* _SOURCE DOCUMENT_
[start]
Ferroglobe PLC (GSM) Q2 2024 Earnings Call Transcript Highlights: Strong Sales Growth and Strategic Advances Amid Market Challenges

Ferroglobe PLC (GSM) reports a 15% increase in total sales and significant progress in strategic initiatives despite facing market headwinds.

Summary
  • Total Sales: $451 million, up 15% from the prior quarter.
  • Adjusted EBITDA: $58 million, up from $26 million in the prior quarter.
  • Operating Cash Flow: $2 million.
  • Free Cash Flow: Negative $20 million.
  • Silicon Metal Revenue: $204 million, up 22% from the prior year quarter.
  • Silicon Metal Shipments: Increased 18.2% to almost 63,000 tons.
  • Silicon Metal Adjusted EBITDA: $35 million, up 115% over the prior year quarter.
[end]
* _TASK MATERIAL_
[start]
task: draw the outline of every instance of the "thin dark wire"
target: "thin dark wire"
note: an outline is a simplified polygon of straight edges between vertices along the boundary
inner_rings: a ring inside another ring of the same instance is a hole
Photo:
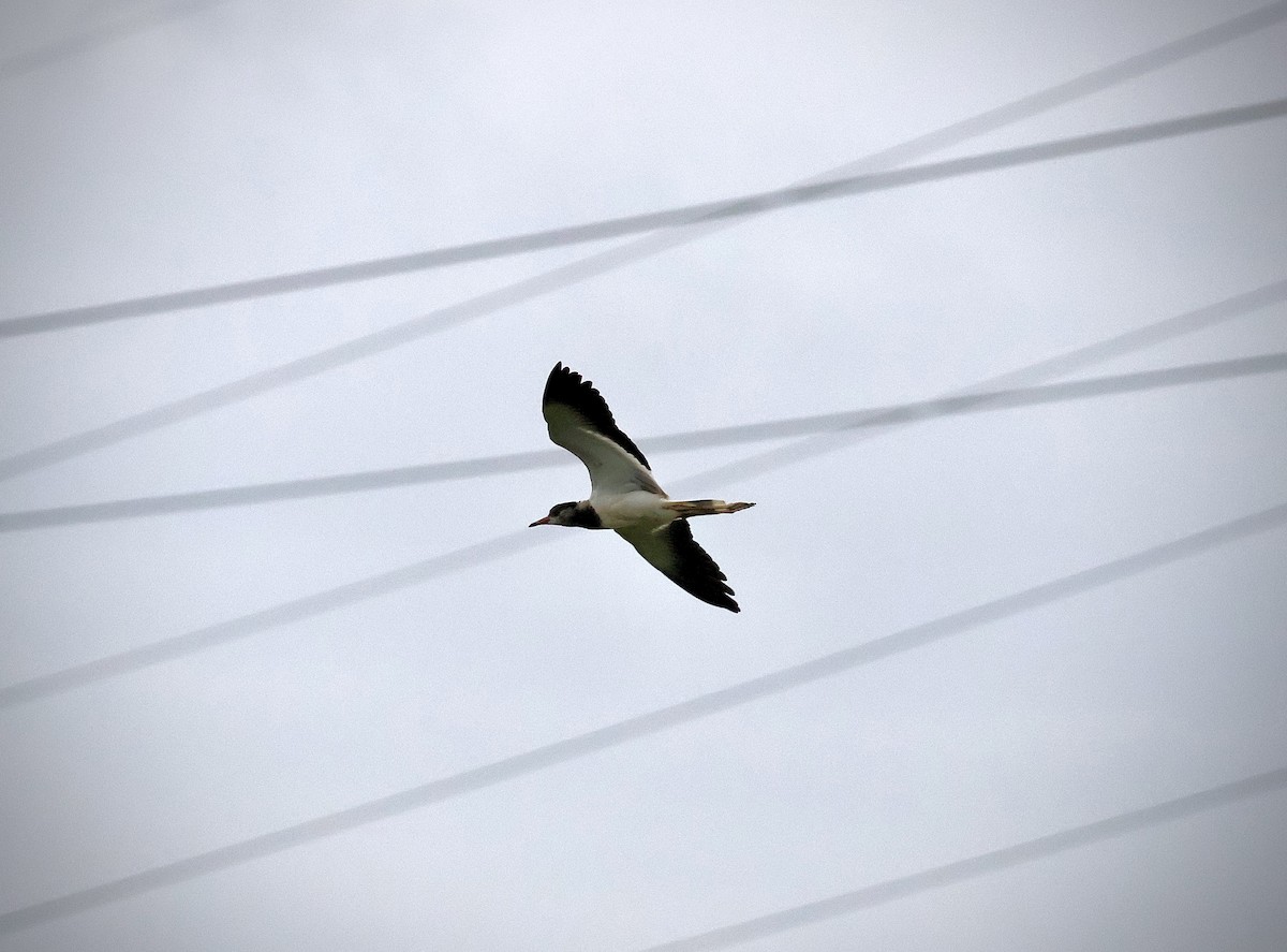
[[[1199,53],[1223,46],[1224,44],[1232,43],[1233,40],[1242,39],[1245,36],[1251,36],[1261,30],[1266,30],[1275,23],[1279,23],[1283,18],[1287,18],[1287,0],[1278,0],[1277,3],[1268,4],[1255,10],[1250,10],[1245,14],[1239,14],[1230,19],[1227,19],[1215,26],[1207,27],[1205,30],[1198,30],[1194,33],[1180,37],[1179,40],[1172,40],[1171,43],[1165,43],[1161,46],[1156,46],[1144,53],[1139,53],[1126,59],[1118,61],[1109,66],[1102,67],[1099,70],[1091,70],[1090,72],[1082,73],[1072,80],[1059,82],[1054,86],[1044,89],[1037,93],[1032,93],[1026,97],[1021,97],[1013,102],[1005,103],[992,109],[987,109],[974,117],[954,122],[951,125],[943,126],[936,131],[927,133],[924,135],[910,139],[900,146],[878,152],[867,158],[861,158],[856,162],[849,162],[835,169],[824,171],[811,179],[806,179],[803,184],[825,182],[830,178],[848,175],[858,171],[870,171],[882,167],[892,167],[894,165],[901,165],[903,162],[912,161],[920,156],[936,152],[943,148],[950,148],[958,146],[968,139],[973,139],[978,135],[983,135],[991,131],[996,131],[1005,126],[1013,125],[1026,119],[1031,119],[1042,112],[1049,112],[1059,106],[1066,106],[1068,103],[1084,99],[1089,95],[1102,93],[1113,86],[1121,85],[1133,79],[1156,72],[1167,66],[1172,66],[1180,61],[1194,57]],[[663,236],[650,236],[642,241],[631,242],[628,246],[631,250],[638,254],[640,258],[646,258],[649,255],[656,254],[667,247],[674,247],[676,245],[692,241],[696,237],[708,234],[714,231],[719,231],[727,227],[728,223],[705,223],[703,228],[698,229],[695,233],[690,234],[667,234],[665,240],[658,242],[656,240]],[[655,243],[654,243],[655,242]],[[148,298],[135,298],[125,301],[115,301],[112,304],[104,305],[91,305],[85,308],[71,308],[66,310],[48,312],[46,314],[37,314],[32,317],[62,319],[62,316],[71,318],[69,323],[64,326],[72,326],[73,323],[84,323],[85,321],[80,318],[73,318],[72,316],[81,316],[89,321],[99,319],[120,319],[124,317],[142,317],[145,314],[156,314],[167,310],[174,310],[178,308],[196,308],[205,307],[208,304],[227,303],[234,300],[246,300],[248,298],[257,298],[273,294],[286,294],[290,291],[297,291],[304,289],[324,287],[328,285],[341,283],[344,281],[360,281],[367,278],[375,278],[389,274],[404,273],[408,271],[414,271],[418,255],[398,255],[393,258],[381,258],[368,262],[360,262],[353,265],[340,265],[337,268],[317,268],[311,271],[296,272],[292,274],[279,274],[269,278],[255,278],[250,281],[237,281],[225,285],[216,285],[212,287],[194,289],[189,291],[179,291],[175,294],[161,294],[152,295]],[[592,260],[592,259],[587,259]],[[634,258],[628,258],[622,264],[629,260],[637,260]],[[616,267],[616,263],[607,263],[606,269]],[[350,272],[349,268],[355,268],[358,271]],[[601,272],[596,272],[601,273]],[[539,291],[538,291],[539,294]]]
[[[1283,370],[1287,370],[1287,352],[1259,357],[1238,357],[1228,361],[1190,363],[1163,370],[1115,374],[1060,384],[1012,388],[1009,390],[972,390],[970,393],[959,395],[938,397],[894,406],[870,407],[866,410],[851,410],[840,414],[820,414],[788,420],[671,433],[640,442],[649,448],[650,453],[734,446],[737,443],[754,443],[806,434],[844,433],[919,420],[1035,407],[1094,397],[1144,393],[1197,383],[1273,374]],[[396,469],[367,470],[363,473],[314,477],[310,479],[290,479],[254,486],[233,486],[221,490],[202,490],[166,496],[143,496],[109,502],[82,502],[19,513],[0,513],[0,532],[49,528],[51,526],[77,526],[112,519],[135,519],[147,515],[261,502],[279,502],[283,500],[300,500],[395,486],[519,473],[560,465],[574,465],[574,462],[561,450],[538,450],[502,456],[481,456],[471,460],[454,460],[452,462],[430,462],[418,466],[399,466]],[[737,464],[732,464],[732,466],[736,468]]]
[[[1067,853],[1068,850],[1091,846],[1106,840],[1113,840],[1127,833],[1136,833],[1162,823],[1172,823],[1178,819],[1196,817],[1221,806],[1230,806],[1251,797],[1264,796],[1287,787],[1287,768],[1266,770],[1265,773],[1246,777],[1241,781],[1224,783],[1219,787],[1210,787],[1197,794],[1179,796],[1174,800],[1144,806],[1127,813],[1118,813],[1085,826],[1060,830],[1057,833],[1039,836],[1035,840],[1017,843],[1013,846],[983,853],[969,859],[960,859],[955,863],[936,866],[932,870],[923,870],[911,876],[875,882],[852,893],[842,893],[826,899],[820,899],[790,909],[773,912],[768,916],[749,919],[735,925],[712,929],[699,935],[689,935],[673,942],[663,942],[660,946],[650,946],[644,952],[712,952],[712,949],[730,948],[752,939],[762,939],[767,935],[798,929],[815,922],[824,922],[837,916],[846,916],[861,909],[870,909],[875,906],[906,899],[911,895],[927,893],[933,889],[952,886],[959,882],[988,876],[991,873],[1013,870],[1024,863]]]
[[[1287,100],[1282,102],[1282,108],[1287,109]],[[1264,108],[1264,106],[1251,108]],[[1103,135],[1113,137],[1118,134],[1120,131],[1106,133]],[[937,134],[923,138],[933,139],[936,142],[940,139]],[[889,161],[889,156],[902,155],[905,152],[907,152],[906,146],[896,147],[884,153],[878,153],[876,156],[870,157],[866,160],[866,164],[882,165]],[[719,227],[719,223],[707,222],[704,223],[704,227],[717,228]],[[645,236],[645,238],[640,242],[632,242],[625,246],[609,249],[607,251],[597,255],[580,259],[579,262],[573,262],[532,278],[517,281],[494,291],[479,295],[477,298],[471,298],[458,304],[431,312],[430,314],[386,327],[362,338],[355,338],[306,357],[300,357],[275,367],[269,367],[268,370],[257,371],[241,377],[239,380],[233,380],[208,390],[203,390],[170,403],[163,403],[139,414],[133,414],[103,426],[97,426],[90,430],[84,430],[62,439],[57,439],[51,443],[45,443],[44,446],[33,447],[0,460],[0,479],[9,479],[55,462],[63,462],[94,450],[100,450],[125,439],[154,432],[162,426],[189,420],[211,410],[227,407],[243,399],[248,399],[250,397],[278,389],[287,384],[305,380],[329,370],[336,370],[364,357],[384,353],[429,334],[492,313],[499,308],[517,304],[541,294],[566,287],[570,283],[586,280],[595,274],[601,274],[605,271],[618,267],[619,264],[640,260],[642,256],[655,254],[655,251],[660,247],[671,247],[689,241],[691,237],[691,234],[674,233]]]
[[[1190,310],[1147,327],[1127,331],[1108,340],[1102,340],[1066,354],[1039,361],[1035,365],[1021,367],[1017,371],[1010,371],[992,377],[991,381],[983,381],[977,384],[974,388],[968,388],[960,393],[946,394],[946,398],[954,399],[959,397],[977,395],[990,384],[1028,383],[1057,374],[1072,372],[1097,361],[1106,361],[1113,357],[1125,356],[1133,350],[1162,343],[1163,340],[1174,336],[1188,334],[1202,327],[1208,327],[1218,321],[1228,319],[1234,314],[1243,313],[1248,307],[1259,307],[1269,303],[1273,299],[1273,294],[1270,292],[1274,291],[1275,287],[1277,294],[1283,292],[1284,289],[1282,285],[1287,285],[1287,282],[1279,282],[1277,286],[1268,285],[1248,294],[1237,295],[1224,301],[1218,301],[1216,304],[1198,308],[1197,310]],[[918,421],[919,420],[905,420],[903,423]],[[884,428],[891,428],[893,421],[889,419],[875,417],[873,424],[880,425],[882,430],[851,429],[840,434],[833,433],[826,434],[822,438],[799,441],[785,448],[771,451],[770,453],[746,457],[728,466],[717,466],[716,469],[707,470],[705,473],[699,473],[689,477],[687,479],[678,481],[674,488],[676,491],[687,492],[687,487],[692,486],[694,491],[704,491],[701,488],[703,482],[705,481],[707,484],[709,484],[709,481],[713,481],[716,477],[730,475],[732,478],[744,478],[748,473],[770,471],[780,466],[798,462],[802,459],[819,456],[842,448],[843,446],[849,446],[864,434],[874,435],[878,432],[884,432]],[[773,453],[776,453],[776,456]],[[6,688],[0,688],[0,710],[9,705],[36,701],[53,694],[72,690],[79,687],[85,687],[106,678],[139,671],[163,661],[176,660],[218,644],[225,644],[239,638],[246,638],[251,634],[256,634],[277,625],[299,621],[322,612],[353,604],[354,602],[398,591],[411,585],[417,585],[462,568],[474,567],[492,559],[503,558],[506,555],[534,547],[544,544],[546,541],[552,541],[557,536],[548,535],[538,537],[524,532],[499,536],[474,546],[436,555],[404,568],[358,580],[336,589],[306,595],[300,599],[293,599],[259,612],[251,612],[250,614],[241,616],[239,618],[232,618],[225,622],[219,622],[196,631],[154,642],[127,652],[111,654],[104,658],[63,669],[62,671],[54,671],[53,674],[19,681]]]
[[[154,866],[143,872],[122,876],[89,889],[77,890],[45,902],[24,906],[0,915],[0,935],[8,935],[44,922],[93,909],[107,903],[127,899],[157,889],[228,870],[252,859],[261,859],[283,850],[302,846],[337,833],[355,830],[368,823],[396,817],[411,810],[463,796],[517,777],[547,770],[591,754],[597,754],[631,741],[671,730],[714,714],[728,711],[753,701],[806,684],[834,678],[844,671],[870,665],[894,654],[923,648],[936,642],[960,635],[979,625],[1003,621],[1104,585],[1122,581],[1179,559],[1198,555],[1220,545],[1266,532],[1287,523],[1287,502],[1270,506],[1171,542],[1145,549],[1121,559],[1106,562],[1094,568],[986,602],[934,621],[903,629],[871,642],[824,654],[801,665],[772,671],[759,678],[713,690],[698,697],[660,707],[647,714],[616,721],[583,734],[516,754],[510,757],[476,766],[471,770],[377,797],[356,806],[296,823],[273,832],[252,836],[239,843],[189,855],[171,863]]]
[[[133,19],[100,23],[82,33],[68,36],[48,46],[28,50],[27,53],[18,53],[0,62],[0,82],[35,72],[59,61],[77,57],[95,46],[102,46],[124,36],[140,33],[144,30],[151,30],[180,17],[188,17],[211,6],[218,6],[224,0],[189,0],[189,3],[167,4],[153,10],[140,10]]]
[[[775,211],[794,205],[806,205],[834,198],[869,195],[871,192],[884,192],[893,188],[924,184],[927,182],[942,182],[945,179],[974,175],[985,171],[1000,169],[1013,169],[1035,162],[1048,162],[1055,158],[1068,158],[1072,156],[1103,152],[1106,149],[1138,146],[1148,142],[1160,142],[1181,135],[1214,131],[1218,129],[1230,129],[1248,122],[1263,122],[1270,119],[1279,119],[1287,115],[1287,98],[1273,99],[1250,106],[1239,106],[1228,109],[1216,109],[1180,119],[1163,120],[1160,122],[1144,122],[1124,129],[1111,129],[1103,133],[1090,133],[1086,135],[1073,135],[1064,139],[1042,142],[1033,146],[1019,146],[1015,148],[986,152],[963,158],[949,158],[941,162],[910,166],[903,169],[891,169],[885,171],[867,171],[855,175],[846,175],[825,182],[789,186],[768,192],[740,196],[737,198],[723,198],[719,201],[686,205],[663,211],[649,211],[637,215],[623,215],[620,218],[602,219],[579,225],[562,228],[550,228],[526,234],[516,234],[505,238],[492,238],[476,241],[467,245],[454,245],[450,247],[420,251],[414,255],[404,255],[396,259],[382,262],[362,262],[356,264],[344,264],[326,268],[319,272],[306,272],[304,274],[291,274],[283,277],[261,278],[257,281],[243,281],[220,287],[198,289],[194,291],[179,291],[170,295],[149,298],[152,313],[161,310],[174,310],[183,307],[196,307],[198,304],[216,304],[230,300],[241,300],[251,296],[264,296],[268,294],[282,294],[286,291],[299,291],[317,287],[319,283],[340,283],[344,281],[358,281],[375,277],[385,277],[405,271],[429,271],[449,264],[463,264],[466,262],[479,262],[484,259],[503,258],[532,251],[546,251],[569,245],[584,245],[593,241],[609,238],[623,238],[641,232],[677,228],[694,222],[721,222],[726,219],[759,215],[766,211]],[[320,276],[324,276],[323,281]],[[89,308],[73,308],[69,310],[50,312],[45,314],[32,314],[28,317],[15,317],[0,322],[0,338],[15,338],[27,334],[41,334],[67,327],[84,326],[90,323],[103,323],[124,317],[136,317],[138,307],[133,301],[122,304],[104,304]]]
[end]
* _REQUESTS_
1. In the earnings summary, update the passage that begins at the words "Ferroglobe PLC (GSM) reports" and stops after "almost 63,000 tons.", replacing "prior quarter" with "previous quarter".
2. Select every line of the records that contains the string "outline".
The text and the records come from separate, unrelated sources.

* _OUTPUTS BY TASK_
1.
Ferroglobe PLC (GSM) reports a 15% increase in total sales and significant progress in strategic initiatives despite facing market headwinds.

Summary
  • Total Sales: $451 million, up 15% from the previous quarter.
  • Adjusted EBITDA: $58 million, up from $26 million in the previous quarter.
  • Operating Cash Flow: $2 million.
  • Free Cash Flow: Negative $20 million.
  • Silicon Metal Revenue: $204 million, up 22% from the prior year quarter.
  • Silicon Metal Shipments: Increased 18.2% to almost 63,000 tons.

2.
task: draw the outline of every instance of the "thin dark wire"
note: an outline is a simplified polygon of straight edges between vertices along the boundary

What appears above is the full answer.